Description of the task:
Copy the lines of the records starting at the line containing "of the unfinished" and ending at the line containing "(1257, 297)", changing "marble statue" to "stone carving" and leaving everything else as it is.

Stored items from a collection
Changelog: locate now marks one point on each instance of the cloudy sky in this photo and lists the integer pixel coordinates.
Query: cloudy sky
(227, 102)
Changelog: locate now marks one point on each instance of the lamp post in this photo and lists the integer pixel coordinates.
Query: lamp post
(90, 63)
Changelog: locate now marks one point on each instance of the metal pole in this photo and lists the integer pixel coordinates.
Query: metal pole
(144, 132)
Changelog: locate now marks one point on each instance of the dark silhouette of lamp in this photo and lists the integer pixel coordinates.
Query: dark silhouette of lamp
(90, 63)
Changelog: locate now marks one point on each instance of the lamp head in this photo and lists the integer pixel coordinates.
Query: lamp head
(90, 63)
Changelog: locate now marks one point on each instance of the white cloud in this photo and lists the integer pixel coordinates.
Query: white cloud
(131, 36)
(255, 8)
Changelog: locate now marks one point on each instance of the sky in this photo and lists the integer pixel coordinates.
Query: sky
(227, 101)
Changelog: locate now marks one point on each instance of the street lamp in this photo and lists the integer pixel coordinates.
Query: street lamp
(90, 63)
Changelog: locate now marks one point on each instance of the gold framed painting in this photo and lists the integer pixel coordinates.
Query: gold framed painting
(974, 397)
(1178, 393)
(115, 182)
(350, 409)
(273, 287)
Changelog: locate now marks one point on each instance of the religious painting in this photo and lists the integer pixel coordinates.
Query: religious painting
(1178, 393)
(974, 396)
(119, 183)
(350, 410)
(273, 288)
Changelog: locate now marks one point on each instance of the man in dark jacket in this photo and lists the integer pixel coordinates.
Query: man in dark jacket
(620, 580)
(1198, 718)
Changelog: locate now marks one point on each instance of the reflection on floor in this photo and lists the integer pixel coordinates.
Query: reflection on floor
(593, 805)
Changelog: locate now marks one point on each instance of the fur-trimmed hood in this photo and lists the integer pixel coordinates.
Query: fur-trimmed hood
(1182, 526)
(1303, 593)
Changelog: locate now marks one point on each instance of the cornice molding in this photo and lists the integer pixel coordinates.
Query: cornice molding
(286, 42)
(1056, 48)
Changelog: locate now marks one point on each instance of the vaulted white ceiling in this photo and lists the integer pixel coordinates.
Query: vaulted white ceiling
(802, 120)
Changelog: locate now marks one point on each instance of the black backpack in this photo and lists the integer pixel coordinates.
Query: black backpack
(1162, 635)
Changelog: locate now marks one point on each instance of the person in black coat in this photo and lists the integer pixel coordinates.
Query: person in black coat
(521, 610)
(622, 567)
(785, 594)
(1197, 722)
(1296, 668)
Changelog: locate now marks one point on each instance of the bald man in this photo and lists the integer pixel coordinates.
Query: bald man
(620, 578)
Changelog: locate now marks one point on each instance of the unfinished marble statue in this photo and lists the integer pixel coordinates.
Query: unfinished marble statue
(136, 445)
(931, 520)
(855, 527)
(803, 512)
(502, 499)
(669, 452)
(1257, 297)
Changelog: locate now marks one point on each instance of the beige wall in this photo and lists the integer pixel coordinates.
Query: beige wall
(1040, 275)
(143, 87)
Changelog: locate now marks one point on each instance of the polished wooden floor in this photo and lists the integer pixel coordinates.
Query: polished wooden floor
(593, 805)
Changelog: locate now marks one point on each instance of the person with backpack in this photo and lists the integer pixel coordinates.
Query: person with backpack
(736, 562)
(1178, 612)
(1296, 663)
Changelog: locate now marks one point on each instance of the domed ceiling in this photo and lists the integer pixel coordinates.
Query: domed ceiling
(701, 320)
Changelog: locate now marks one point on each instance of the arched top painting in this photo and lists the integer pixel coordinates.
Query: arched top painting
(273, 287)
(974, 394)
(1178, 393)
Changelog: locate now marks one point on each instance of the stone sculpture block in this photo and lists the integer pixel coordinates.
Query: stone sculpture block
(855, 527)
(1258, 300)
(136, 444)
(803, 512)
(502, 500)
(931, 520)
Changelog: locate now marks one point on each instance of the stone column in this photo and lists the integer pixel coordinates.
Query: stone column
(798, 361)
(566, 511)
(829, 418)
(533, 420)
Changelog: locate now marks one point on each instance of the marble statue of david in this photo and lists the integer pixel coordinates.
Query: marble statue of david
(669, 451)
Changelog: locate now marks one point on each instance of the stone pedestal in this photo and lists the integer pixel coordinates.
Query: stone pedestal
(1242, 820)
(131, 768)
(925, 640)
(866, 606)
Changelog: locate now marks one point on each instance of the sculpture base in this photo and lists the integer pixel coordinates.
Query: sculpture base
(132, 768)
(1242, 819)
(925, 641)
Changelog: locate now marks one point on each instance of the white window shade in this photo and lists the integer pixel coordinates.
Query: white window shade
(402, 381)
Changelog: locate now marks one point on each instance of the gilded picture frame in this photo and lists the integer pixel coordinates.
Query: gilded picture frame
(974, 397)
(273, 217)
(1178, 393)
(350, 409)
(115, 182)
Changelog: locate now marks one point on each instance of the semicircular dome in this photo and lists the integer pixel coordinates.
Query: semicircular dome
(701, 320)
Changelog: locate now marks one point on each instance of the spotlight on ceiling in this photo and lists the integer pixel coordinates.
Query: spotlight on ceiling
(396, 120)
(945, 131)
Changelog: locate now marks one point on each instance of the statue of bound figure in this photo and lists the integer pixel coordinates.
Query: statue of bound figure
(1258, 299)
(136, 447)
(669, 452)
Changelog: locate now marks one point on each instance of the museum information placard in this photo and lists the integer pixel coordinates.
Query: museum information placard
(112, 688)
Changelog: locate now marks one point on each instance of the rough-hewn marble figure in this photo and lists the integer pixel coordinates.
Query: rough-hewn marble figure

The response:
Changelog: locate now marks one point on each instance of the unfinished stone carving in this photo and lists the integer pixel coordinates.
Query: unfinished stone carving
(136, 445)
(931, 520)
(855, 527)
(803, 512)
(502, 499)
(669, 452)
(1257, 297)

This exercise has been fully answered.